### Written task
In the review of Geoffrey Hill's Collected Critical Writings, which doctrine does Hill admit in his later essays that he is attached to?

### Document
Issue 3: Adam Piette reviews Geoffrey Hill
Geoffrey Hill, Collected Critical Writings, edited by Kenneth Haynes
(Oxford: Oxford University Press, 2008). ISBN 978-0-19-920847-0. £32.00.Geoffrey Hill’s Collected Critical Writings are magisterial in a variety of senses. They befit, as the OED states, ‘a master, teacher, or other person qualified to speak with authority’. They are ‘masterly, authoritative, commanding’. They are also, occasionally and by force of circumstance, the work of a person risking the heckler’s accusations of pedantry and dictatorial arrogance for their arrogation of a preacher’s vituperation and a judge’s summary justice. For they sit in judgement on the work of the dead with measured and ethical standards which commit Hill to appearing, as he writes of Hopkins, ‘two or three centuries behind the times’. Old-fashioned faith is the standard under which the struggle is waged in the wilderness of contemporary England: Hill is drawn to admit in the later essays his attachment to the doctrine of original sin. Not since T.E. Hulme has Britain seen a mind at such excoriating work on the damnable ethical errors in the slips, back-slidings and complicities of writers at their lazy worst, and in the pondering of the relation between those writerly sins to the systems of power that constitute the polis. The handful of writers to whom his literary credences make concession are subjected to an attention of extraordinary intensity, testing their worth, as in a great furnace, with some of the most rigorous and unremitting of readings. These are Christian explorations of the contextures of style at the perilous divide between consciousness of the latter-day fires of holy judgement and a tormented acknowledgement of the forces that impose the codes upon each generation, the ignorant, treacherously tolerant, hedonist, prejudicial hollow men that rule culture. The dividing line upon which the struggle takes place is in language, in the pitch and tone, the rhythm and syntax of the sentence, there where the mind is embroiled in the public realm, failing or redeeming its time. These essays are a searching defence of poetry as a mode of the theological imagination, fraught with the potential redemptive energy in particular words, aghast at the mess of pottage served up to all minds in bankrupt, self-entranced culture, recreating in the grammar of its assent and dissent the lonely wrestling with word and conscience of the stubbornly judicial dead.

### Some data
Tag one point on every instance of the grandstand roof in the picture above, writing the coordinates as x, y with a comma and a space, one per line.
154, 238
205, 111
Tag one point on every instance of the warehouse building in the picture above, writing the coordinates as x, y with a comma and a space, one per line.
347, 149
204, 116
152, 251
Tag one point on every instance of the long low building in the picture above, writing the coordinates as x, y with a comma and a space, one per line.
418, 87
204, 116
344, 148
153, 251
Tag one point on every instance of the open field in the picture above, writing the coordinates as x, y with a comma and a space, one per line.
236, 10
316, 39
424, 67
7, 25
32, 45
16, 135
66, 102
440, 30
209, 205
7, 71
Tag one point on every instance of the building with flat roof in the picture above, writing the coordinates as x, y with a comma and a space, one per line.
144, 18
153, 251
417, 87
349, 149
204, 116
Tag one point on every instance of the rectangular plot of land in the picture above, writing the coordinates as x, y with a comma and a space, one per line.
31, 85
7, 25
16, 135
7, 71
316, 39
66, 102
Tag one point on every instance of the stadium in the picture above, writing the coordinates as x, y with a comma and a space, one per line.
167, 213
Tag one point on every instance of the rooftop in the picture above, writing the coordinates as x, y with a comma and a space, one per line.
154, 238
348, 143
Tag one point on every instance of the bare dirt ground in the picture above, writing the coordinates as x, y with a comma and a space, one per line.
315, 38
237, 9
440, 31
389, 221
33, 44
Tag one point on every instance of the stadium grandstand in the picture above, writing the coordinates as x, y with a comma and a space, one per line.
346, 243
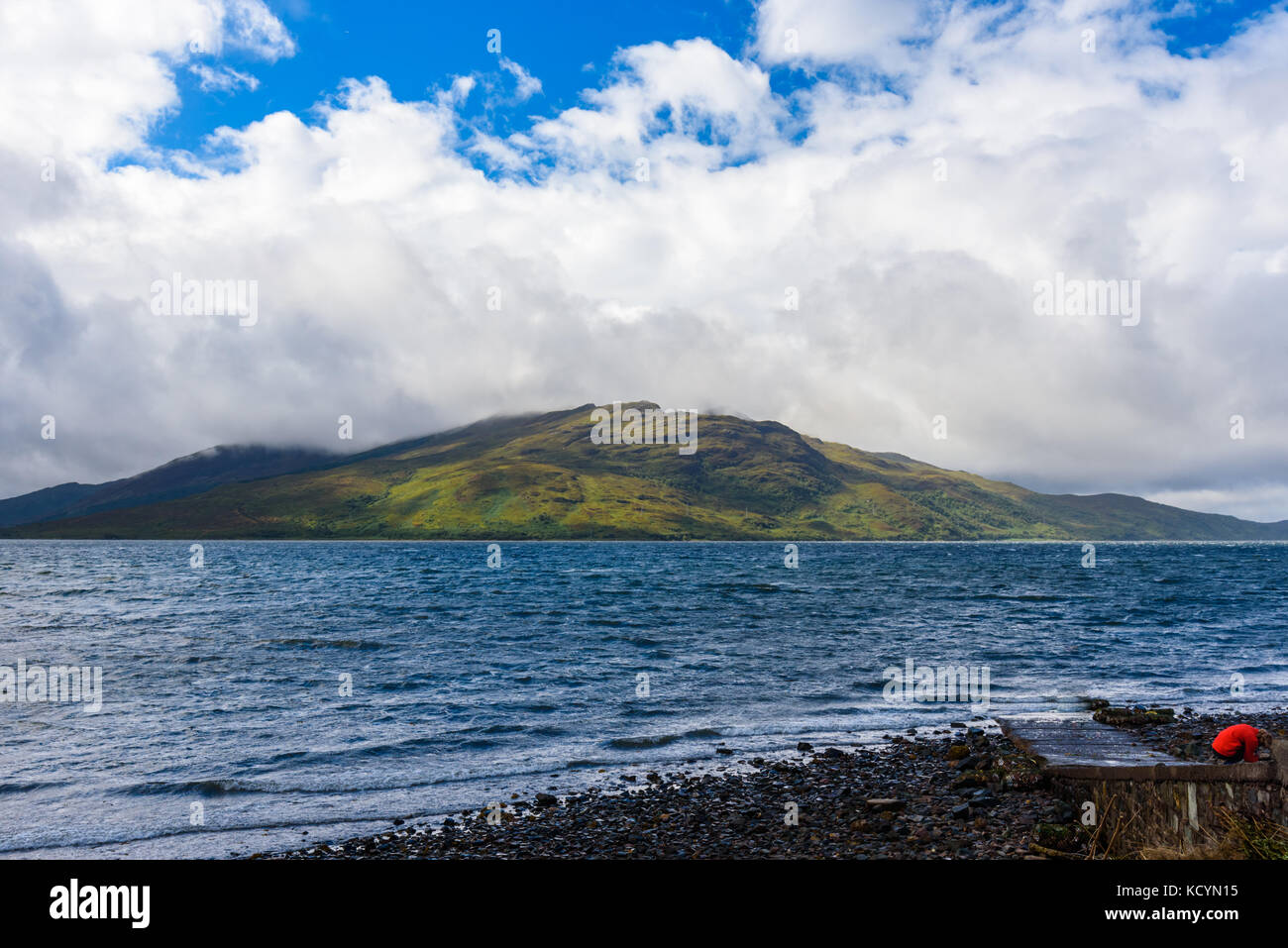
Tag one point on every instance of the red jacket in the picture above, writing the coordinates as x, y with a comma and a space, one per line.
1234, 738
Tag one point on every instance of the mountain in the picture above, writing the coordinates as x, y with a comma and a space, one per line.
179, 478
540, 476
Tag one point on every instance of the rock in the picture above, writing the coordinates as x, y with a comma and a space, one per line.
885, 804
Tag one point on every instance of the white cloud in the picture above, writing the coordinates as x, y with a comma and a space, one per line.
376, 244
223, 78
526, 84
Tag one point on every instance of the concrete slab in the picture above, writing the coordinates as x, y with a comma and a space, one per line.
1074, 740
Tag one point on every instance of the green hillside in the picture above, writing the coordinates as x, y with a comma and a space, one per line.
542, 478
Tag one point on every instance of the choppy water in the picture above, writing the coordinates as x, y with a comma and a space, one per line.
222, 685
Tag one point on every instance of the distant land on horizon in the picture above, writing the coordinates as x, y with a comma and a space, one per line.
540, 476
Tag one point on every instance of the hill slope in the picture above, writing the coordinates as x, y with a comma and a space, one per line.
541, 478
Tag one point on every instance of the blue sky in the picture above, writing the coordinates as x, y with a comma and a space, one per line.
417, 48
907, 172
566, 44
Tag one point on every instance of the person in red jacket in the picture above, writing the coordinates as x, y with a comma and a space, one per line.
1239, 742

### Solution for this task
The doctrine of original sin.